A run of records
****************

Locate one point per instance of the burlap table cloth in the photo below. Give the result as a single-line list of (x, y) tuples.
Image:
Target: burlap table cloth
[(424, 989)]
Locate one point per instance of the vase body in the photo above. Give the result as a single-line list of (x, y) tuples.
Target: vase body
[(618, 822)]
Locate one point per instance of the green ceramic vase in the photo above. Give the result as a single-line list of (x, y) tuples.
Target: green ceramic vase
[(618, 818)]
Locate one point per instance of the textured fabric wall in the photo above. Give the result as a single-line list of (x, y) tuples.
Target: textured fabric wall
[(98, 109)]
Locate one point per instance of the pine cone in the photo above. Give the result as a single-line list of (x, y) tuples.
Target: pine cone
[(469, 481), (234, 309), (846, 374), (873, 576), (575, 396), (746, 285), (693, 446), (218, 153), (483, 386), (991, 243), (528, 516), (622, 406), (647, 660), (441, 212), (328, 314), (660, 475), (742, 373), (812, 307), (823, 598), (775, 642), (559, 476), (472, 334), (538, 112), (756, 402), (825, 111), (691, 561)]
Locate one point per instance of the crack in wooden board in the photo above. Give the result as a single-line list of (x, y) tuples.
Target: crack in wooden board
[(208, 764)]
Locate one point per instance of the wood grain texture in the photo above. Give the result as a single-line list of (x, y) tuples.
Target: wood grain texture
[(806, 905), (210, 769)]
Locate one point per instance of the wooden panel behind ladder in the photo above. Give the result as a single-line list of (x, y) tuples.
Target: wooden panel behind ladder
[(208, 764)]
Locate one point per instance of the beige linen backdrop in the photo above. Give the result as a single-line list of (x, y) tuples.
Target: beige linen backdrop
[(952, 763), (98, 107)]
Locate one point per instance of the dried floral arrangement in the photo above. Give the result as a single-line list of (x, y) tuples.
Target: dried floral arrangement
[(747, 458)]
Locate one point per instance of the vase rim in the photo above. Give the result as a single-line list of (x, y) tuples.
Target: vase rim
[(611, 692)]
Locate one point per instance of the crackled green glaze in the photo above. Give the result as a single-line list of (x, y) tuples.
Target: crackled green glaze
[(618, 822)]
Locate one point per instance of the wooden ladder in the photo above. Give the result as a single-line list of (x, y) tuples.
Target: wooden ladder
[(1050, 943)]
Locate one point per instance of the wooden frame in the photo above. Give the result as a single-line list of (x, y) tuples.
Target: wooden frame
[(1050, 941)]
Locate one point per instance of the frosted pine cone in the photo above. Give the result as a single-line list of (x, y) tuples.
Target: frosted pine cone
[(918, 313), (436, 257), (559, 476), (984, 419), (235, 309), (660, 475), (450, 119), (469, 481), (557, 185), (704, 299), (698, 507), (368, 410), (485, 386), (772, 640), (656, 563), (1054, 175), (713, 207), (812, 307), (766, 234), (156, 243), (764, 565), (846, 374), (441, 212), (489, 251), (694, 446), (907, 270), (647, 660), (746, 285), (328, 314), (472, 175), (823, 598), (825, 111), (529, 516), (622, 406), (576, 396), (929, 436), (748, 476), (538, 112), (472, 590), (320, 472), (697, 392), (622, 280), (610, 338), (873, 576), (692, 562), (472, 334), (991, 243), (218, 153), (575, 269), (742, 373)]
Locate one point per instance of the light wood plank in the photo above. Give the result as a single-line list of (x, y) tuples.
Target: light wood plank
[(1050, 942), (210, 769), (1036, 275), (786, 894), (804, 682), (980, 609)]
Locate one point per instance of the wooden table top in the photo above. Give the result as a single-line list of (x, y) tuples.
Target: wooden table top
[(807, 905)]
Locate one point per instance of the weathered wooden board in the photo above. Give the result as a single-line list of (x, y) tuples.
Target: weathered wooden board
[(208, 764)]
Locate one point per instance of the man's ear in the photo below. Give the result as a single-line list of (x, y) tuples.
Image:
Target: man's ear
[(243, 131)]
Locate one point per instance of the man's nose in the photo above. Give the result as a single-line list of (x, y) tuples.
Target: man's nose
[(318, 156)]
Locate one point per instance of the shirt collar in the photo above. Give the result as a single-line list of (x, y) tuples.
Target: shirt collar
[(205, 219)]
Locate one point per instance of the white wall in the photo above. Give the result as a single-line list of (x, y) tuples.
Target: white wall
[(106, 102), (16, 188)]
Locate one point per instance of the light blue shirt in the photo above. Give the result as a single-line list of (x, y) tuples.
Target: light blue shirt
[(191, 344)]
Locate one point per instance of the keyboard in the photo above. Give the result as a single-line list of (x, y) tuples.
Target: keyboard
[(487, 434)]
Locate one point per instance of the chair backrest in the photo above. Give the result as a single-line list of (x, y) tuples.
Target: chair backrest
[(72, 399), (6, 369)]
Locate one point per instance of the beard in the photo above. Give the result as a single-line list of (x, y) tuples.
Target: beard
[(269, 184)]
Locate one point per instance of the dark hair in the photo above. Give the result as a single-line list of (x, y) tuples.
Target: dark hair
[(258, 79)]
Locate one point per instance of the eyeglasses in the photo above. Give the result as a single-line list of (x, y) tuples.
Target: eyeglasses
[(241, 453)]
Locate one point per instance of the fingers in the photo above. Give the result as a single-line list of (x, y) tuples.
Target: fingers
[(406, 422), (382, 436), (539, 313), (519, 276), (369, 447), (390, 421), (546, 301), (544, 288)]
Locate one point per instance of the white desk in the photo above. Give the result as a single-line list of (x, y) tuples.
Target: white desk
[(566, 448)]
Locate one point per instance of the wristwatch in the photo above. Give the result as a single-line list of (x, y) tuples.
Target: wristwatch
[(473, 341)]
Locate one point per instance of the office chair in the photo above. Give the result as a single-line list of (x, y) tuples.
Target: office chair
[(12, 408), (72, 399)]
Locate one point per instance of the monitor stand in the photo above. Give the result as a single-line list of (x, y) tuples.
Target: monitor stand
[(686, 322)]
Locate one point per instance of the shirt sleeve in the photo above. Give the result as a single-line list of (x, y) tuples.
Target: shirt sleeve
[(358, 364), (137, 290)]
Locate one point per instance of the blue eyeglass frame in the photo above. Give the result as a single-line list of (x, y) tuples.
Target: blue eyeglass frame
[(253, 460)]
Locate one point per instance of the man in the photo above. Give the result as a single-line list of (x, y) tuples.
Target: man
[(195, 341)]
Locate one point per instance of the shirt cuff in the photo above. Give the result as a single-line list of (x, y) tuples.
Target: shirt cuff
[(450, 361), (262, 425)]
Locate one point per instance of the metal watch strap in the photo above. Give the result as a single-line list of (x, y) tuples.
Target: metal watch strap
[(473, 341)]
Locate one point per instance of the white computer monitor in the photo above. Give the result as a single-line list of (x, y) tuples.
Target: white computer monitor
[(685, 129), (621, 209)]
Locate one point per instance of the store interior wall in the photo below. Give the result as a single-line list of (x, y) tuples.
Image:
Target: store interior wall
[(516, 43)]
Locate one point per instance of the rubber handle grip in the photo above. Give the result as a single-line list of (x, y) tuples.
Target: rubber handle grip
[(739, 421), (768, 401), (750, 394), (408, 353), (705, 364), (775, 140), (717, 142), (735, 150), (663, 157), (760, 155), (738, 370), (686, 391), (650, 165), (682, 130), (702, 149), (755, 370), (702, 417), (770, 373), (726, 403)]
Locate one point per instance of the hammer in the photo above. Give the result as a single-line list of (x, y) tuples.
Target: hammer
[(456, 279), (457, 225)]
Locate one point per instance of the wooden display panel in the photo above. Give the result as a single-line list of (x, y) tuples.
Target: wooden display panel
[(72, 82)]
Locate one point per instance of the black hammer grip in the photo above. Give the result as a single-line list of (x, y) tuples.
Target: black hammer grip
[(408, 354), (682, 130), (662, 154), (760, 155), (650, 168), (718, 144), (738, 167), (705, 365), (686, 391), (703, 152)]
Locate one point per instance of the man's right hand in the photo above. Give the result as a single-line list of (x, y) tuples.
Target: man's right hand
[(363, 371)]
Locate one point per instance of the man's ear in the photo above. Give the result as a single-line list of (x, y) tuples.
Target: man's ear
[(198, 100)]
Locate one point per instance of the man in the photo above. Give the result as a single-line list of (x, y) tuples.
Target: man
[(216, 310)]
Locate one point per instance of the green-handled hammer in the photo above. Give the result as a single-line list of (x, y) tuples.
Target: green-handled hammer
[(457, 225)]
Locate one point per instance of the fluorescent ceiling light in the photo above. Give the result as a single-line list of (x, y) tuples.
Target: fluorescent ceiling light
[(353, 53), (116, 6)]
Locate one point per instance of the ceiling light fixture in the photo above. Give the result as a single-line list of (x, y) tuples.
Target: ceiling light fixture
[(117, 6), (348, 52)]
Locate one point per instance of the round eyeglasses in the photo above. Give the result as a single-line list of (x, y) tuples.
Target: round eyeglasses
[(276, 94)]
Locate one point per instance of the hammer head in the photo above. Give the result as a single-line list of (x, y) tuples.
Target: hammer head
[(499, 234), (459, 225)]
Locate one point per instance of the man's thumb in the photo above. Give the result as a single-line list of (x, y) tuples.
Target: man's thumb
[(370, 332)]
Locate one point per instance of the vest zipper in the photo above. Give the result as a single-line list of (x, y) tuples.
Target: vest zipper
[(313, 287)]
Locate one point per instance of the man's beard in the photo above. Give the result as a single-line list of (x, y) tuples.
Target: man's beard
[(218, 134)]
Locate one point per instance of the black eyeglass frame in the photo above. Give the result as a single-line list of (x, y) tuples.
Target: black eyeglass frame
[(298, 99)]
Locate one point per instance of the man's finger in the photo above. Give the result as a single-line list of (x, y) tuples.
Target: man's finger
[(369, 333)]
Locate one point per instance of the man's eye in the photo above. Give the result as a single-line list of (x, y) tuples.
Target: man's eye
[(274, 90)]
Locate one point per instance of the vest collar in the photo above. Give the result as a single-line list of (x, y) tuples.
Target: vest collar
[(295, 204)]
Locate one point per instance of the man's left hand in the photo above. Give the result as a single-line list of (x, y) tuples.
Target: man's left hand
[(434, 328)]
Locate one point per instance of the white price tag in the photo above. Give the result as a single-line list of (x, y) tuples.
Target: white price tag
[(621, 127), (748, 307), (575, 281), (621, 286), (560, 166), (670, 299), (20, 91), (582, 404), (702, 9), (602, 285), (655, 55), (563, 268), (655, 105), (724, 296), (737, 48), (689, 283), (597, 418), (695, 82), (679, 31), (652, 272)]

****************

Starting at the first row and ending at the line containing "[(618, 818)]", write those lines out again with every "ceramic" updated to "glazed" and nothing else changed.

Locate one point per instance of the burlap table cloth in the photo below. Give the result as a single-line list of (x, y) tuples.
Image:
Target: burlap table cloth
[(424, 989)]
Locate one point per instance of the vase body in the photo above. Give the result as a single-line list of (x, y) tuples.
Target: vase body
[(618, 822)]
Locate one point per instance of the green glazed vase in the photo above. Give the result as a single-line list of (x, y) tuples.
Target: green glazed vase
[(618, 818)]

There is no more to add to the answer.